### [EXTRAIT]
--- --- ---
Henri Kox: «Il y a trop de débats autour du luxembourgeois »
Henri Kox: «Il y a trop de débats autour du luxembourgeois »
Avant les élections législatives d'octobre prochain, nous avons décidé d'interroger les députés sur leur rapport à la langue de Molière à travers une série d’interviews que nous publierons régulièrement jusqu'à l'été.
- Quel est votre rapport avec la langue française et la francophonie?
La francophonie est une tradition au Luxembourg. Notre législation se fait en français, d'ailleurs. Dans le temps, c'était plutôt la langue des aristocrates et plus tard, c'est à travers elle que s'est faite la séparation entre le monde rural et citadin. Aujourd'hui, les choses sont très différentes et le français est la langue d'intégration de plusieurs communautés étrangères dans le pays.
Le Luxembourg a été influencé par cette langue comme il l'a été par la langue allemande. On dit toujours que notre côté germanophone nous donne notre aspect sérieux et carré et que notre côté français nous apporte la culture, l'art de vivre et je pense que les Luxembourgeois savent profiter de ces deux aspects de leur culture. C'est une réalité que nos trois langues officielles cohabitent tous les jours et que nous sommes "multiculti".
--- --- ---
### [RELEVÉ]
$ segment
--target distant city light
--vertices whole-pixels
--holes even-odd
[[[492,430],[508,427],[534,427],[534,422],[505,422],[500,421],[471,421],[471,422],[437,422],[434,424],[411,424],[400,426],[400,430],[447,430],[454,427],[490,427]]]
--- --- ---
### [CONSIGNES]
[1] Recopiez, dans l'entretien d'Henri Kox, le passage qui va de « Avant les élections » jusqu'à « régulièrement jusqu'à l'été. ».
[2] Selon l'entretien d'Henri Kox, dans quelle langue la législation luxembourgeoise se fait-elle ?
[3] Poursuivez l'entretien d'Henri Kox à partir de sa dernière phrase.

### [CORRIGÉ]
[1]
Avant les élections législatives d'octobre prochain, nous avons décidé d'interroger les députés sur leur rapport à la langue de Molière à travers une série d’interviews que nous publierons régulièrement jusqu'à l'été.

[2] Elle se fait en français.

[3]
Pour ma part, je suis né à Luxembourg-Ville mais j'ai toujours vécu à Remich où j'ai fréquenté l'école communale lorsque j'étais enfant. A la maison, nous parlions le luxembourgeois. Nous sommes luxembourgeois depuis 1683. Mon frère Jo a fait l'arbre généalogique de la famille: durant les guerres de Religion, notre aïeul est arrivé des Pays-Bas et a fondé la branche luxembourgeoise. C'était déjà un immigré! Il s'est installé à Remich et s'est marié avec une luxembourgeoise et c'est ainsi que notre famille s'est implantée.
- Vous êtes ingénieur de formation et vous avez enseigné au lycée technique des Arts et Métiers durant des années. Que pensez-vous de la manière dont la formation professionnelle est promue dans le pays auprès des jeunes et leurs familles?
Mon parcours personnel m'a appris qu'au moment de l'adolescence, l'entourage familial fait beaucoup. Comme tout le monde, j'ai vécu un passage de rébellion et je ne voulais plus étudier. Mes parents m'ont alors dit que je devais aller travailler et je me suis retrouvé à l'Arbed dans la sidérurgie pour faire un apprentissage en électromécanique. C'est là où j'ai eu le déclic et j'ai décidé de retourner étudier. J'ai alors fait des cours du soir durant trois ans en mathématiques, français et allemand. A mon époque, il y avait des ponts plus offensifs entre l'école et la vie active et on pouvait reprendre des études plus facilement qu'aujourd'hui. Je suis ensuite retourné à l'école où j'ai passé un baccalauréat technique. C'était d'ailleurs le premier bac technique au Luxembourg, en 1983. J'ai ensuite fait des études universitaires et puis, je suis devenu professeur!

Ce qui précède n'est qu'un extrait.